• **Work instruction**: Go through the lines below and retype each one exactly.

• **Supplied material**:
Content starts

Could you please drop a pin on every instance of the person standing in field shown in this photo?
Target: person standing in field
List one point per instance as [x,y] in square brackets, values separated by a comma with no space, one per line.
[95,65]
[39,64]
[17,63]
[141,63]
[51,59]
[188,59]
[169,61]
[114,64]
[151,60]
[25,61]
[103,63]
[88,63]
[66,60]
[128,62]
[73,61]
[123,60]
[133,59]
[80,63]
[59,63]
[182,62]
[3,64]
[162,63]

Content ends

• **Answer to the exercise**:
Could you please drop a pin on every instance of the person standing in field shown in this photo?
Target: person standing in field
List one point per instance as [x,y] in square brackets, values separated by a comma with no space, one per line.
[95,65]
[39,64]
[17,63]
[141,63]
[51,59]
[188,59]
[169,61]
[114,64]
[151,60]
[25,61]
[103,63]
[88,63]
[66,60]
[128,62]
[73,61]
[123,60]
[133,59]
[80,63]
[59,63]
[182,62]
[3,64]
[162,63]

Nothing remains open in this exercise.